Excerpt to read |

** begin **

To understand the impact of the fixed number of power modes and to compare with the discrete MaxBIPS solution, we used non-linear programming to model the same DVFS problem with continuous power modes. Under this Continuous Power Modes (CPM) algorithm, cores can run at any frequency and voltage within predefined upper and lower bounds. To understand the formulation, a few definitions are needed:

N Number of cores in the design.

Interval Exploration interval.

- $v_{\min}, f_{\min}, v_{\max}, f_{\max}$  The minimum and maximum voltages and frequencies.
- $k\,$  The slope of the frequency change function. It is assumed that voltage and frequency bear a linear relationship given by  $k=(f_{\rm max}-f_{\rm min})/(v_{\rm max}-v_{\rm min})$
- $v_0[1:N], f_0[1:N], P_0[1:N], L_0[1:N], I_0[1:N]$  Vectors storing the voltage, frequency, average dynamic and static power dissipation, and performance (*I* for instructions executed) in the last interval. The *i*-th value of these vectors is the corresponding value for  $core_i$ .
- v[1:N], f[1:N] Vectors representing the voltages and frequencies respectively, for the next interval.

** end **

List of tasks |
(a) Duplicate the portion of the power modes passage from "To understand the impact" to "voltages and frequencies.".
(b) According to the power modes passage, what kind of relationship is assumed to hold between voltage and frequency?
(c) Decide whether each statement agrees with the power modes passage, and back each answer with the passage's deciding words. (i) Under the CPM algorithm, cores may run at any frequency and voltage within set bounds. (ii) The DVFS problem with continuous power modes was modeled using linear programming. (iii) The vectors v[1:N] and f[1:N] hold values from the last interval.

Listed entries |
** begin **

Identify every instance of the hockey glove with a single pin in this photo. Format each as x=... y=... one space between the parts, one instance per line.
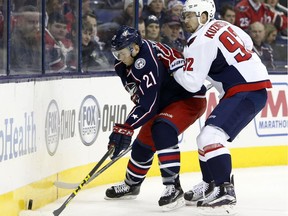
x=171 y=58
x=132 y=89
x=120 y=138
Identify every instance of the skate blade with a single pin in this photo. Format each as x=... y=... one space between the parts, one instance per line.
x=218 y=211
x=128 y=197
x=191 y=203
x=175 y=205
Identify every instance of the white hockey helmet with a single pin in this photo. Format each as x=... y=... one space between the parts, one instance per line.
x=200 y=6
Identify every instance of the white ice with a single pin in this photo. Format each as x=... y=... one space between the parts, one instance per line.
x=260 y=191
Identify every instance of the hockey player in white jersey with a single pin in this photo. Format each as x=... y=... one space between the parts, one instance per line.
x=221 y=53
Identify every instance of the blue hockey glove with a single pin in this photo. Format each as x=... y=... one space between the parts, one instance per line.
x=120 y=138
x=132 y=89
x=171 y=58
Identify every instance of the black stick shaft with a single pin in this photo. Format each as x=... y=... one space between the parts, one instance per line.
x=74 y=193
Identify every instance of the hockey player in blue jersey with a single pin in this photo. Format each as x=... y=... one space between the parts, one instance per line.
x=163 y=109
x=221 y=53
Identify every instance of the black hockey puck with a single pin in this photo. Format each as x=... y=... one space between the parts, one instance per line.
x=30 y=204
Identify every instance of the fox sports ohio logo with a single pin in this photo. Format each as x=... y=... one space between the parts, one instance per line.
x=89 y=120
x=52 y=127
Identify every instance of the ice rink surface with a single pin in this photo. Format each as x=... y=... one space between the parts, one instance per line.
x=260 y=191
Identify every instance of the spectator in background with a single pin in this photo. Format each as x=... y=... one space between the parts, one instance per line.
x=275 y=6
x=156 y=8
x=228 y=13
x=142 y=27
x=53 y=6
x=70 y=16
x=264 y=50
x=282 y=11
x=279 y=49
x=92 y=57
x=270 y=34
x=91 y=18
x=171 y=33
x=250 y=11
x=57 y=46
x=175 y=7
x=127 y=16
x=152 y=28
x=25 y=41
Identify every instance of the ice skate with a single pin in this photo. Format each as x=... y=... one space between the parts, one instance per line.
x=198 y=192
x=171 y=198
x=221 y=201
x=122 y=191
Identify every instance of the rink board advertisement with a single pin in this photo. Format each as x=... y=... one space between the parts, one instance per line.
x=50 y=126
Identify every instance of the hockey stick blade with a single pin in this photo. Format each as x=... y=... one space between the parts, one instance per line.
x=80 y=186
x=67 y=185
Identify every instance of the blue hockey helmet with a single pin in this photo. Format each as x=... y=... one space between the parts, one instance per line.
x=124 y=37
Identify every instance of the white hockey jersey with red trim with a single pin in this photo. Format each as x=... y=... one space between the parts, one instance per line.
x=222 y=54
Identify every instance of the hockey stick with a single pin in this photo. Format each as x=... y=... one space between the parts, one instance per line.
x=80 y=186
x=66 y=185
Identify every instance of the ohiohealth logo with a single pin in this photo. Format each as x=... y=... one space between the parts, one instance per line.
x=89 y=120
x=52 y=127
x=273 y=119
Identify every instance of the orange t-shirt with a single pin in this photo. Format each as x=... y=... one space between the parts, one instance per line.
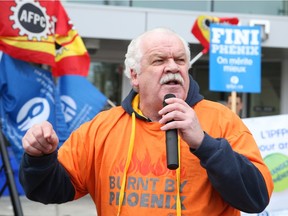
x=96 y=153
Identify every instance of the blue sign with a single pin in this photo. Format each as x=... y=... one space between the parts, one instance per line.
x=235 y=58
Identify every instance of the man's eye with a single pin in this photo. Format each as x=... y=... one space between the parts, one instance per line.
x=158 y=61
x=180 y=61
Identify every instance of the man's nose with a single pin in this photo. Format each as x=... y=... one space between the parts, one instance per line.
x=172 y=66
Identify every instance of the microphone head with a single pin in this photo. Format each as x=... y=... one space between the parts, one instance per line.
x=166 y=97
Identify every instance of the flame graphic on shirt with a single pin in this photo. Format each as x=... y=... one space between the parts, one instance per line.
x=145 y=166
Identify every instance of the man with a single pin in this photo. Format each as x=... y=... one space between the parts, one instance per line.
x=119 y=157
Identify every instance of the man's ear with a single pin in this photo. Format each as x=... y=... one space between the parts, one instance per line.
x=134 y=79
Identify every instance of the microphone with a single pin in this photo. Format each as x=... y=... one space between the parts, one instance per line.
x=171 y=143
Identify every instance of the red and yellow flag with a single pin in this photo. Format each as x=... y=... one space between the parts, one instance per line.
x=201 y=28
x=41 y=32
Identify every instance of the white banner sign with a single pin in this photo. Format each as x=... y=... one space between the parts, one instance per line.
x=271 y=135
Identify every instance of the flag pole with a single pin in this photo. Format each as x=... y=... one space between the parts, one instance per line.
x=233 y=101
x=10 y=181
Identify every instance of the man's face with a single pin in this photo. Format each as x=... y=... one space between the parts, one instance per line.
x=162 y=55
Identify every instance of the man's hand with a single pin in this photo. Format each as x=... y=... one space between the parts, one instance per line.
x=40 y=139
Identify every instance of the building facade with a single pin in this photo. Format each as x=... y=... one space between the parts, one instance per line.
x=108 y=29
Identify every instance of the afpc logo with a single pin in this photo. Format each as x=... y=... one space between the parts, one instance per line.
x=33 y=112
x=31 y=19
x=69 y=108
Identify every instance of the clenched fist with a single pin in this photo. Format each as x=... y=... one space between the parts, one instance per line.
x=40 y=139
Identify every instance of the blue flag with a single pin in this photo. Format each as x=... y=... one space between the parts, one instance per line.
x=27 y=96
x=80 y=100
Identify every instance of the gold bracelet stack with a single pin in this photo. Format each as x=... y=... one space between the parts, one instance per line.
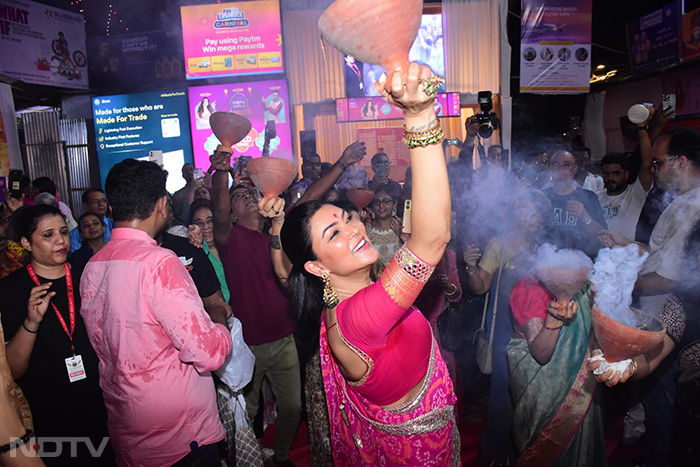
x=420 y=139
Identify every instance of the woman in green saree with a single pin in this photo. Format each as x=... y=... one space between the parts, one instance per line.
x=557 y=418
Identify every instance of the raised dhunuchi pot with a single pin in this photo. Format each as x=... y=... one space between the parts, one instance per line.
x=272 y=175
x=229 y=128
x=619 y=341
x=379 y=32
x=360 y=198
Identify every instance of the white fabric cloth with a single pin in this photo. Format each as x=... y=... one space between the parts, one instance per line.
x=618 y=367
x=593 y=182
x=622 y=211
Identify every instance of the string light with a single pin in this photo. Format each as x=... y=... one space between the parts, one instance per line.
x=110 y=20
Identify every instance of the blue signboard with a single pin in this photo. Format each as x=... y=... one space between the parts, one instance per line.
x=653 y=39
x=132 y=125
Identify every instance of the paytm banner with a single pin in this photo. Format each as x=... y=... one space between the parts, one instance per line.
x=555 y=46
x=42 y=45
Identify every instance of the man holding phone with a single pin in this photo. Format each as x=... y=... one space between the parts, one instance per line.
x=183 y=197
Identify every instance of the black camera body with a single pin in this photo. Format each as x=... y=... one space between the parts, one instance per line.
x=488 y=121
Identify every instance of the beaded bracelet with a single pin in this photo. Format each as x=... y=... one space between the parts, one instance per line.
x=415 y=139
x=17 y=442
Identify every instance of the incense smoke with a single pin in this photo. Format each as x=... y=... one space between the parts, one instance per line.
x=614 y=273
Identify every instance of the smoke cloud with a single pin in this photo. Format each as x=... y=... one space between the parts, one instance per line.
x=614 y=273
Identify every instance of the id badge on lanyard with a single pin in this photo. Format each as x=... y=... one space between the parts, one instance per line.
x=74 y=364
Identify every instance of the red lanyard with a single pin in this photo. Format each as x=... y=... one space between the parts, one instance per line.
x=71 y=303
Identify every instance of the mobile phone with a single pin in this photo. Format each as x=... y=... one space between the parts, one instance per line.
x=15 y=183
x=407 y=216
x=156 y=156
x=668 y=101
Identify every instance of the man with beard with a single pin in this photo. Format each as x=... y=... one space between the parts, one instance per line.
x=156 y=344
x=622 y=202
x=676 y=160
x=577 y=214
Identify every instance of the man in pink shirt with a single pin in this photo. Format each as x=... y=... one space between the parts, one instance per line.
x=156 y=344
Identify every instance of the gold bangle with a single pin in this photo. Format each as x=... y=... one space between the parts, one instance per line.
x=415 y=139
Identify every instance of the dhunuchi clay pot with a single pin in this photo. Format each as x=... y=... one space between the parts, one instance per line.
x=272 y=175
x=563 y=282
x=620 y=341
x=379 y=32
x=229 y=128
x=360 y=198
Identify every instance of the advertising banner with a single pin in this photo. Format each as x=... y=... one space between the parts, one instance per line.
x=151 y=59
x=690 y=35
x=131 y=125
x=10 y=155
x=387 y=140
x=652 y=40
x=555 y=46
x=227 y=39
x=258 y=101
x=42 y=45
x=376 y=108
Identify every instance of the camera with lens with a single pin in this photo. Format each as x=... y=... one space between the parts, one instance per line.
x=488 y=121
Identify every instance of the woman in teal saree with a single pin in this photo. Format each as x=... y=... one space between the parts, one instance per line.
x=557 y=418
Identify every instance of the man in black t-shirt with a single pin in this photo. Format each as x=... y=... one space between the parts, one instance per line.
x=203 y=274
x=577 y=214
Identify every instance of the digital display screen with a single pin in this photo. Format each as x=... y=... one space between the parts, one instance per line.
x=258 y=101
x=229 y=39
x=131 y=125
x=376 y=108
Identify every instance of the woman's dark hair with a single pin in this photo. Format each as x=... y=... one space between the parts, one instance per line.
x=305 y=288
x=28 y=218
x=45 y=185
x=197 y=205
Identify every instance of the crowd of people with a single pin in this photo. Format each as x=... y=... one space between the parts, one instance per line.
x=119 y=327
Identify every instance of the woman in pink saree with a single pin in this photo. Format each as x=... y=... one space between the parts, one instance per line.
x=389 y=396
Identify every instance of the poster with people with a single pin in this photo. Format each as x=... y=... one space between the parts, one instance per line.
x=41 y=44
x=555 y=50
x=652 y=40
x=690 y=34
x=258 y=101
x=229 y=39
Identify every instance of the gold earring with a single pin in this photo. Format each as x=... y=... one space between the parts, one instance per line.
x=330 y=297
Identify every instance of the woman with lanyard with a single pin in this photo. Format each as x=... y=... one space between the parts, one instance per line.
x=48 y=350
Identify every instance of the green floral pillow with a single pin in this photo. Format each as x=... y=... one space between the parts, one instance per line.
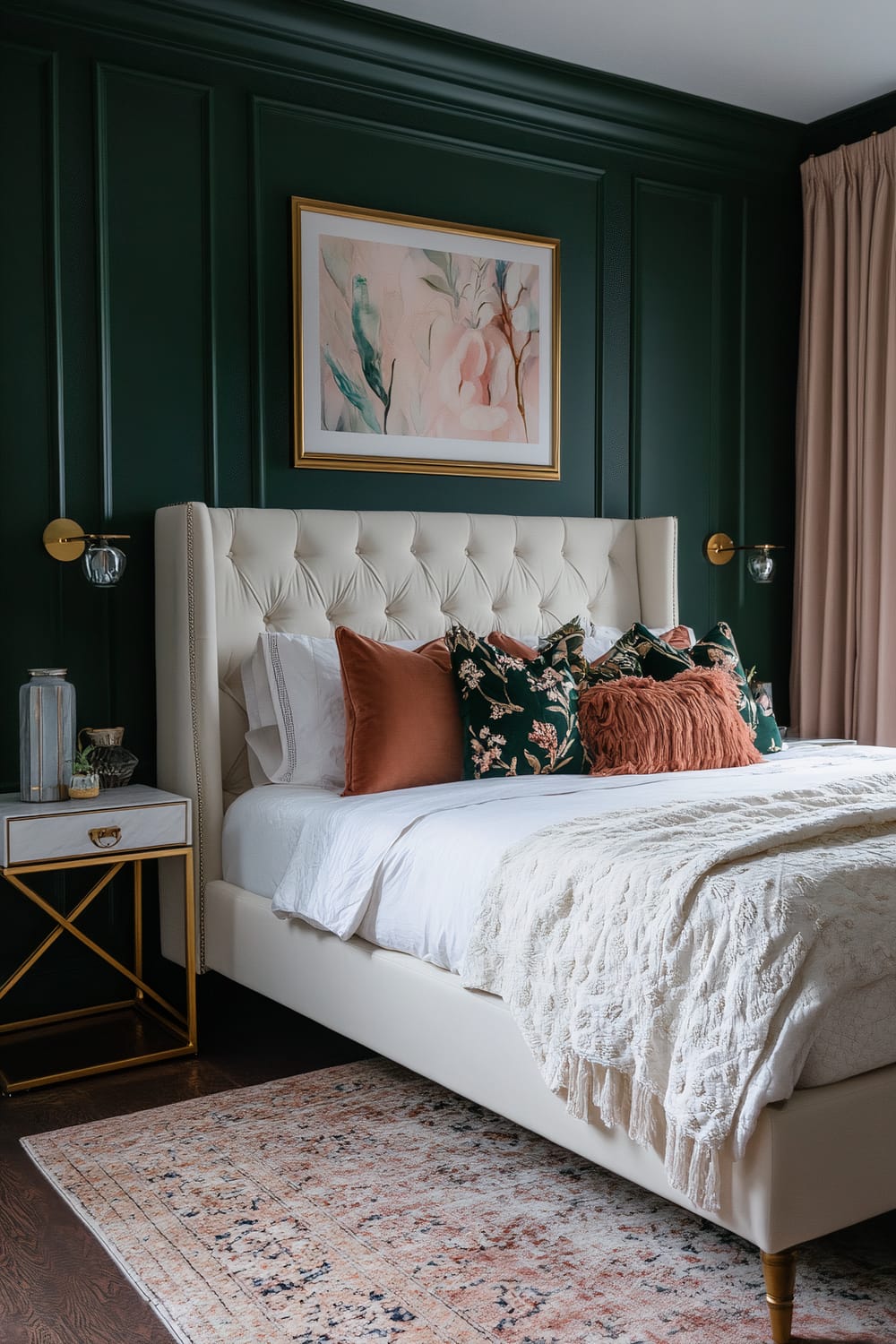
x=520 y=717
x=638 y=653
x=718 y=650
x=567 y=642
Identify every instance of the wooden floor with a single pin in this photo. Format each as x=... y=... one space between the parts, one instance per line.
x=56 y=1284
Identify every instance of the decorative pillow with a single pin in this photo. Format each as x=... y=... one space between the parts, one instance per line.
x=567 y=642
x=718 y=650
x=293 y=693
x=516 y=648
x=519 y=714
x=619 y=660
x=402 y=715
x=678 y=637
x=638 y=653
x=641 y=726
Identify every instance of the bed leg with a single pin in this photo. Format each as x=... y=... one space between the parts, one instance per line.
x=780 y=1271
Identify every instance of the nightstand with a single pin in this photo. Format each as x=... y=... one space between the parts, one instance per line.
x=118 y=830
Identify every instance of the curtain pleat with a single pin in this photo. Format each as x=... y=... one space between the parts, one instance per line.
x=845 y=572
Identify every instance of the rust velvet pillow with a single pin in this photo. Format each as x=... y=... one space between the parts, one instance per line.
x=402 y=715
x=640 y=726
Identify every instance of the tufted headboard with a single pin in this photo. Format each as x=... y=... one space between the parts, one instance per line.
x=223 y=575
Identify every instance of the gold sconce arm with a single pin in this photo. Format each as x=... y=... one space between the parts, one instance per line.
x=65 y=539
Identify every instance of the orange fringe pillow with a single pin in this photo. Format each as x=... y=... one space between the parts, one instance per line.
x=640 y=726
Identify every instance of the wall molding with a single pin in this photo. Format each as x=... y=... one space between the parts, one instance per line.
x=102 y=74
x=339 y=46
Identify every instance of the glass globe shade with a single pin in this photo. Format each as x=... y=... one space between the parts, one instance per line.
x=104 y=564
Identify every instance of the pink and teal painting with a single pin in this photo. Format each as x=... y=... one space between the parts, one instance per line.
x=435 y=344
x=421 y=346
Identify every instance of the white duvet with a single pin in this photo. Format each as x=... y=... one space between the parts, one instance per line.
x=408 y=870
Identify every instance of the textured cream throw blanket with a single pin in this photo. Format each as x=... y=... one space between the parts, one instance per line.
x=669 y=968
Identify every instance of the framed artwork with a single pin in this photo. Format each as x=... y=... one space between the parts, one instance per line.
x=422 y=346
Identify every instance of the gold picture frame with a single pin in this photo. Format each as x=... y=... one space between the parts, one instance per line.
x=421 y=346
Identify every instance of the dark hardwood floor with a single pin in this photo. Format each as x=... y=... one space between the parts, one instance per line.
x=56 y=1282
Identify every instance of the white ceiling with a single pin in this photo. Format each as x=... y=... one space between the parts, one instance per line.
x=793 y=58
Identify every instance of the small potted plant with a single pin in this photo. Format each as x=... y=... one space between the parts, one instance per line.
x=85 y=781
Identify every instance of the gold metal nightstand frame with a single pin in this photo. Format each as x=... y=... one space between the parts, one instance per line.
x=147 y=1000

** end **

Completed exercise |
(a)
To understand the impact of the fixed number of power modes and to compare with the discrete MaxBIPS solution, we used non-linear programming to model the same DVFS problem with continuous power modes. Under this Continuous Power Modes (CPM) algorithm, cores can run at any frequency and voltage within predefined upper and lower bounds. To understand the formulation, a few definitions are needed:

N Number of cores in the design.

Interval Exploration interval.

- $v_{\min}, f_{\min}, v_{\max}, f_{\max}$  The minimum and maximum voltages and frequencies.

(b) A linear relationship.

(c)
(i) Yes: "cores can run at any frequency and voltage within predefined upper and lower bounds"
(ii) No: "we used non-linear programming to model the same DVFS problem with continuous power modes"
(iii) No: "Vectors representing the voltages and frequencies respectively, for the next interval."